RECORDS FOR THE TASK:
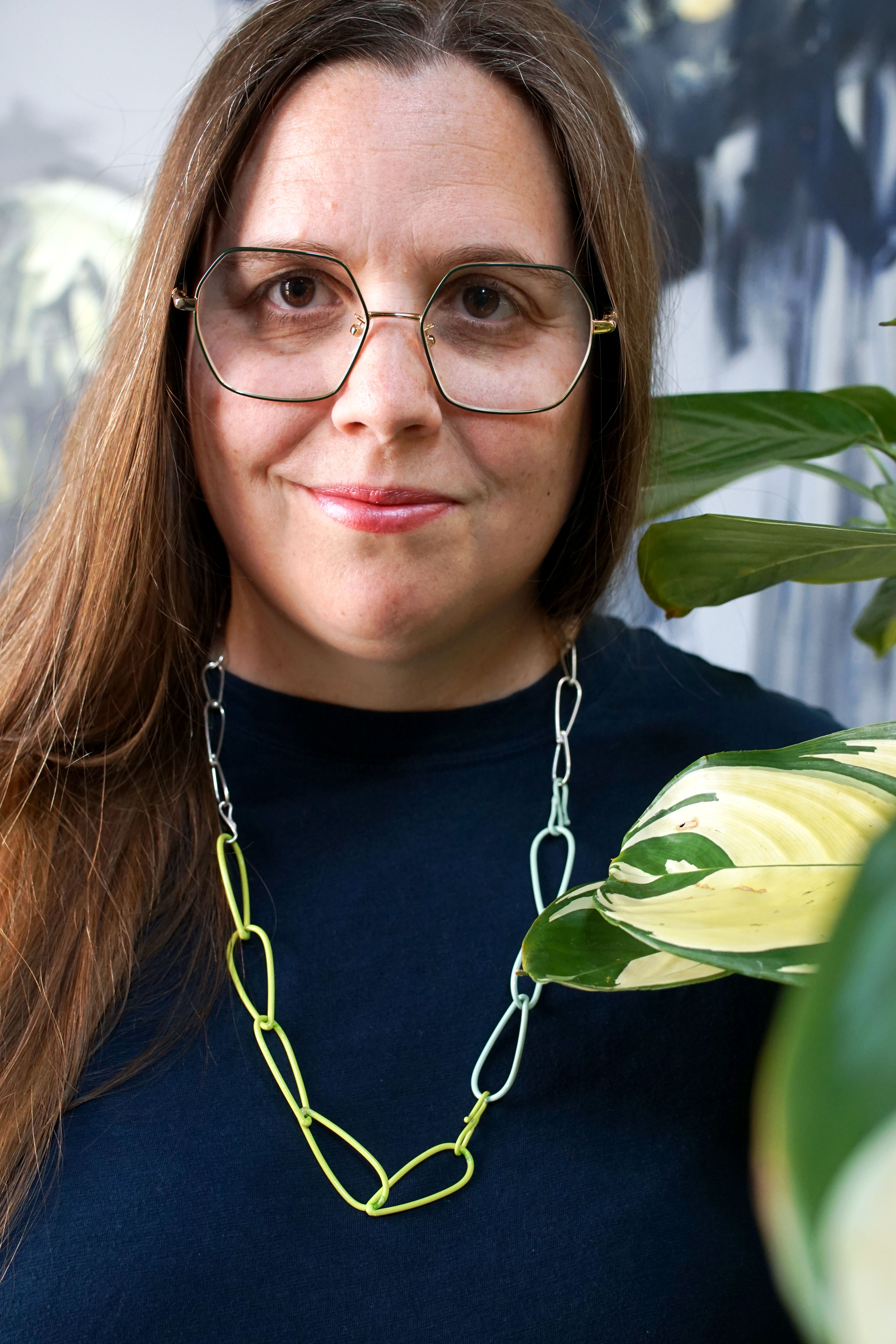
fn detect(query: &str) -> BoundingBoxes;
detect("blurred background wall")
[0,0,896,723]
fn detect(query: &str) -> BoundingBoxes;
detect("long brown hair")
[0,0,656,1247]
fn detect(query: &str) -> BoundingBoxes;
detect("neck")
[224,575,562,710]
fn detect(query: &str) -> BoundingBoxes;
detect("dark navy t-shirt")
[0,621,834,1344]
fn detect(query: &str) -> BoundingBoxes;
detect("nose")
[332,310,442,443]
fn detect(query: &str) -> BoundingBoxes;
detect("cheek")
[467,388,588,534]
[187,341,321,513]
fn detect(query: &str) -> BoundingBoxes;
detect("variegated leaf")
[524,723,896,989]
[523,884,725,989]
[595,723,896,984]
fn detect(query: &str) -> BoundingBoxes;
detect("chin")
[302,591,469,662]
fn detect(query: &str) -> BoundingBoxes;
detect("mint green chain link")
[218,832,489,1218]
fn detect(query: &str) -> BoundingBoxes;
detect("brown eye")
[462,285,501,317]
[279,275,314,308]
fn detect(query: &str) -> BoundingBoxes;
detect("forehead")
[218,58,574,270]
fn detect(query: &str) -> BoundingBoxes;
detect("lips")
[305,485,457,532]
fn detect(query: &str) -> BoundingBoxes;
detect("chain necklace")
[203,644,582,1218]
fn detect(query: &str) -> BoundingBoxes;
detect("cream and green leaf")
[523,723,896,989]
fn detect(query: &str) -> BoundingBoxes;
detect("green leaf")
[754,829,896,1344]
[523,886,727,989]
[853,579,896,659]
[638,514,896,615]
[822,383,896,443]
[644,388,889,519]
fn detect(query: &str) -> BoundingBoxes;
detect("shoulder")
[579,617,840,754]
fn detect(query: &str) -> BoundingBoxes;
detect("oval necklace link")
[203,644,582,1218]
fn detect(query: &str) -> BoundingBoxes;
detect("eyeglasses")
[172,247,617,415]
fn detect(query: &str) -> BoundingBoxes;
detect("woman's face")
[188,60,587,685]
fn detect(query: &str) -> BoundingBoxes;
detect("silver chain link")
[470,644,582,1105]
[203,644,582,1105]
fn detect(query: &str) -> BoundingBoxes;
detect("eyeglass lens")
[196,250,592,413]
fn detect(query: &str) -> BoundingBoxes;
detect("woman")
[0,0,830,1344]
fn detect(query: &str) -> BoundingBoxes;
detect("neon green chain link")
[218,832,489,1218]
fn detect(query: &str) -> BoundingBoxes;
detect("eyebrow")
[228,238,552,274]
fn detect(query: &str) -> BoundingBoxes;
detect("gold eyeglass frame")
[171,247,619,415]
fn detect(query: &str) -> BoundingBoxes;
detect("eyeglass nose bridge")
[349,308,435,345]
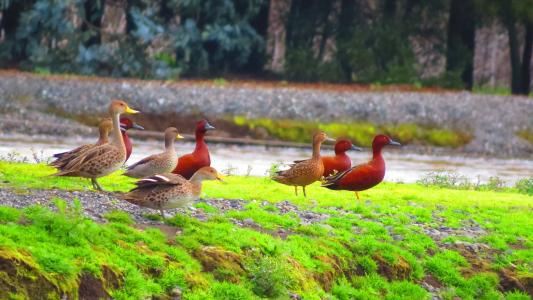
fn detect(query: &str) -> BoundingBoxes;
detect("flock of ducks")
[50,100,400,217]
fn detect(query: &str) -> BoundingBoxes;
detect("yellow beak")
[217,172,226,182]
[126,106,140,114]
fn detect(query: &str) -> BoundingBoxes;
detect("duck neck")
[189,173,204,197]
[194,131,207,152]
[313,142,322,159]
[335,151,348,158]
[111,113,125,150]
[372,147,383,161]
[165,136,176,152]
[97,130,109,145]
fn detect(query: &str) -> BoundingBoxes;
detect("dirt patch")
[314,255,343,291]
[373,254,412,280]
[193,246,245,283]
[78,273,111,299]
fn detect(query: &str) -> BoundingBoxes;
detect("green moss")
[0,163,533,299]
[233,117,472,147]
[516,130,533,144]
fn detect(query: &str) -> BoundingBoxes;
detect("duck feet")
[91,178,104,192]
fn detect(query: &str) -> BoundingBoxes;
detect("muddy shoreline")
[0,71,533,157]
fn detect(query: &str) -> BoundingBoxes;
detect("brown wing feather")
[131,173,187,191]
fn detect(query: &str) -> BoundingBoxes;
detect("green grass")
[232,117,472,147]
[0,162,533,299]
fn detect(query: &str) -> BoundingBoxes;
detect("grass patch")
[0,162,533,299]
[232,117,472,147]
[516,130,533,144]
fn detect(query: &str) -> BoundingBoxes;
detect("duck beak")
[389,140,402,146]
[132,123,144,130]
[217,172,225,182]
[125,106,140,114]
[204,122,216,131]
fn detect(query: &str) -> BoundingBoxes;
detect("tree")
[265,0,292,72]
[478,0,533,95]
[446,0,476,90]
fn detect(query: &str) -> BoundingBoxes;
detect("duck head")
[108,100,139,116]
[335,139,361,154]
[313,132,335,144]
[191,167,224,181]
[165,127,183,141]
[196,120,216,133]
[120,117,144,132]
[372,134,402,151]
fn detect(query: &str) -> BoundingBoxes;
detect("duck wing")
[128,154,160,171]
[130,173,188,192]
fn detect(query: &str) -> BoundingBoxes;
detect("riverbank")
[0,71,533,157]
[0,163,533,300]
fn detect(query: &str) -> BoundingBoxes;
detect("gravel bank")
[0,72,533,156]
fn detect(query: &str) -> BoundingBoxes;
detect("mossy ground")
[0,162,533,299]
[232,117,472,148]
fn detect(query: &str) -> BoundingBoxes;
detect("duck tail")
[48,170,76,177]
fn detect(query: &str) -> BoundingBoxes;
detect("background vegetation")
[0,0,533,94]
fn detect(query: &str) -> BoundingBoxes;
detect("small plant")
[222,164,237,176]
[265,162,281,178]
[417,170,472,189]
[515,177,533,195]
[247,256,292,298]
[213,78,228,86]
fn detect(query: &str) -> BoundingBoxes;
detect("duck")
[322,139,362,177]
[322,134,401,199]
[272,132,335,197]
[172,120,216,179]
[120,117,144,161]
[124,127,183,178]
[294,139,362,177]
[48,118,113,169]
[52,100,139,191]
[121,167,223,218]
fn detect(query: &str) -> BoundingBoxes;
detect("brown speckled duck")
[53,100,138,190]
[48,118,113,170]
[272,132,335,197]
[122,167,222,218]
[124,127,183,178]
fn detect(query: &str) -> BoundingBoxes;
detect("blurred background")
[0,0,533,183]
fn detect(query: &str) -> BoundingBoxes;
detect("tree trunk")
[446,0,476,90]
[265,0,292,72]
[506,20,522,94]
[520,22,533,95]
[0,10,6,44]
[101,0,127,44]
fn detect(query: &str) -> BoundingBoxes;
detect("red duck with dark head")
[120,117,144,161]
[172,120,215,179]
[322,139,361,177]
[322,134,401,199]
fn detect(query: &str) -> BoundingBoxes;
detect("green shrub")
[247,256,293,298]
[515,177,533,195]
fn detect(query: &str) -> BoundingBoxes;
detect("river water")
[0,137,533,185]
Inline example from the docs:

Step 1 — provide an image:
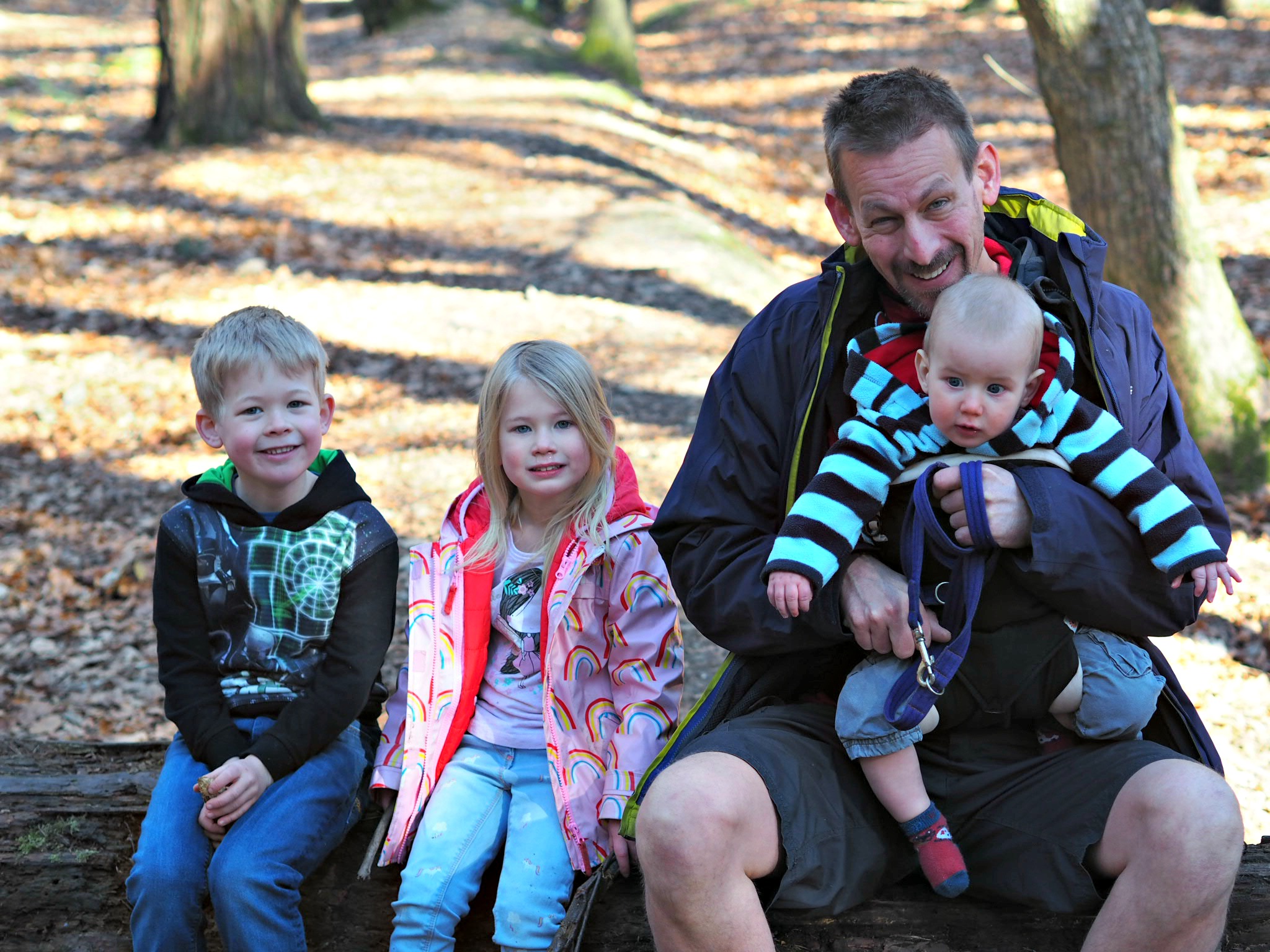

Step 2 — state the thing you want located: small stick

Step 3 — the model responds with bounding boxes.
[983,53,1040,99]
[357,791,396,879]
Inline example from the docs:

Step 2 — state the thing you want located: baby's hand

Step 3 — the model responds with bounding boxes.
[1173,562,1243,602]
[767,573,812,618]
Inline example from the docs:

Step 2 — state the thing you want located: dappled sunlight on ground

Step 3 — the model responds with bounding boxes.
[0,0,1270,837]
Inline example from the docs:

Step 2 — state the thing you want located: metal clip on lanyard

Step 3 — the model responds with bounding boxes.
[882,461,1001,730]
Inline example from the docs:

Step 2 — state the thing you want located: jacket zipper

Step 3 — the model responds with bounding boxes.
[538,548,588,859]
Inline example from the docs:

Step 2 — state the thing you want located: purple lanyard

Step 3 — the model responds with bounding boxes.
[882,461,1001,730]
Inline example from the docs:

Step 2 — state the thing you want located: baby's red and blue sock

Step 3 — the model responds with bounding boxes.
[899,803,970,899]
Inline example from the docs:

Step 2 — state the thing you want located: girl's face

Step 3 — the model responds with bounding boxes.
[498,379,590,522]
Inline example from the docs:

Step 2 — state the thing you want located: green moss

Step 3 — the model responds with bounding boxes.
[18,816,85,855]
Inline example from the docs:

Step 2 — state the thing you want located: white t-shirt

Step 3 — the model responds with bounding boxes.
[468,533,546,750]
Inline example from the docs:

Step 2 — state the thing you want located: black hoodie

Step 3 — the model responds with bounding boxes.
[154,449,397,779]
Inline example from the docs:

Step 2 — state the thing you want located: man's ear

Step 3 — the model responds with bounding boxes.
[194,407,224,449]
[318,394,335,435]
[913,348,931,394]
[824,188,861,246]
[1023,367,1046,406]
[970,142,1001,206]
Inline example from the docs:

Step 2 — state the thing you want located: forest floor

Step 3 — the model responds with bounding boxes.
[0,0,1270,840]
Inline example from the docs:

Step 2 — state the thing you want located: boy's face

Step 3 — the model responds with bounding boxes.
[194,362,335,511]
[917,327,1041,449]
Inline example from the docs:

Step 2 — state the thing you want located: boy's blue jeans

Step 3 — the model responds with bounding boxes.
[835,625,1165,760]
[389,734,573,952]
[127,717,370,952]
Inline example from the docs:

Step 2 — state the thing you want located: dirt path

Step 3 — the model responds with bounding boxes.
[0,0,1270,839]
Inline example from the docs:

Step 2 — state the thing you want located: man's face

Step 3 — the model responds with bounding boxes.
[825,126,1001,317]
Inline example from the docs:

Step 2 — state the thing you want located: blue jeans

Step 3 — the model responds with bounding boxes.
[833,625,1165,760]
[127,717,370,952]
[389,734,573,952]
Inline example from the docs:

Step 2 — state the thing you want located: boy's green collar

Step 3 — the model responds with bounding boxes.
[198,449,339,493]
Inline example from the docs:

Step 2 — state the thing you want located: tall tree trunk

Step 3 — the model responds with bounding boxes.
[148,0,321,146]
[1018,0,1270,491]
[578,0,640,87]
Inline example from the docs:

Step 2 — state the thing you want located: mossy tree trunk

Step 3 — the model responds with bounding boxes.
[148,0,321,146]
[1018,0,1270,491]
[578,0,640,89]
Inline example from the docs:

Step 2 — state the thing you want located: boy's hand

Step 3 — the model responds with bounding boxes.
[198,803,224,845]
[767,573,812,618]
[1173,562,1243,602]
[600,820,639,876]
[194,754,273,835]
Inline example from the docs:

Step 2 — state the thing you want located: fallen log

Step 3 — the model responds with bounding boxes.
[0,739,1270,952]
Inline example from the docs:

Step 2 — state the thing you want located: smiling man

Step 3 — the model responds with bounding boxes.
[631,69,1243,952]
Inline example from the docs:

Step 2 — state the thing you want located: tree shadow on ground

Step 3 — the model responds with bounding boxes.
[0,293,701,436]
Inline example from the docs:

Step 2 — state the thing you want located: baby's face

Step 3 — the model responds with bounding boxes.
[917,330,1039,449]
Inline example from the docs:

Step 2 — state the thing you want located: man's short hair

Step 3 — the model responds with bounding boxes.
[189,306,327,418]
[822,66,979,207]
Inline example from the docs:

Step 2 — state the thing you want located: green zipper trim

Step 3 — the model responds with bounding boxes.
[785,264,846,513]
[618,651,737,839]
[988,194,1088,241]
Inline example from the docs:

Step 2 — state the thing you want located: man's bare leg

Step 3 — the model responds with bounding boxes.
[636,751,779,952]
[1083,760,1243,952]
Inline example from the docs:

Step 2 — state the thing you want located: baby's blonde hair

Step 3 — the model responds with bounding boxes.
[189,306,327,419]
[469,340,613,565]
[922,274,1046,371]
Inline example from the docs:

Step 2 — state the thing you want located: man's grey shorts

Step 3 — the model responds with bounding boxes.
[681,703,1186,915]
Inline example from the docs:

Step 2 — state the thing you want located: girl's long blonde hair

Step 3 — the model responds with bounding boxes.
[468,340,615,565]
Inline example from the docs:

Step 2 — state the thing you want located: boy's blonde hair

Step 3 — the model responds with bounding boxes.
[922,274,1046,371]
[469,340,615,565]
[189,306,327,419]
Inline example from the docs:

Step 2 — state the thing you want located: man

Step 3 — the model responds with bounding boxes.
[635,70,1243,952]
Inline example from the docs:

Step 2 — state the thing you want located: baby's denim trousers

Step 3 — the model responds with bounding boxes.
[835,625,1165,760]
[390,734,576,952]
[127,717,370,952]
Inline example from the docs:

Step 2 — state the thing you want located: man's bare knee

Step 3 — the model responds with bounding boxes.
[1095,760,1243,901]
[635,751,779,878]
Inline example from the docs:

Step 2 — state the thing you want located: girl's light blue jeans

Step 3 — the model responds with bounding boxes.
[126,717,370,952]
[390,734,573,952]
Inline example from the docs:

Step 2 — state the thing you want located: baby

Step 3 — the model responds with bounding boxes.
[765,275,1241,896]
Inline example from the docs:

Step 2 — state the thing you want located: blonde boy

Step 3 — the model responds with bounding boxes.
[127,307,397,952]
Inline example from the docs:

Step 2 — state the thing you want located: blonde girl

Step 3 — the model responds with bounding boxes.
[371,340,683,951]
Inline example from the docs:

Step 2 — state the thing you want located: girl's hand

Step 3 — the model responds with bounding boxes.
[600,820,639,876]
[194,754,273,830]
[1173,562,1243,602]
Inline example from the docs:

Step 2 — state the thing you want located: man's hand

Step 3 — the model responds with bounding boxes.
[841,556,951,658]
[931,464,1031,549]
[1173,562,1243,602]
[600,820,639,876]
[194,754,273,835]
[767,573,812,618]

YOUR INSTRUCTIONS: Show every line of the listing that contains the word "patch".

EXERCISE SOLUTION:
detect("dirt patch")
detect("grass patch")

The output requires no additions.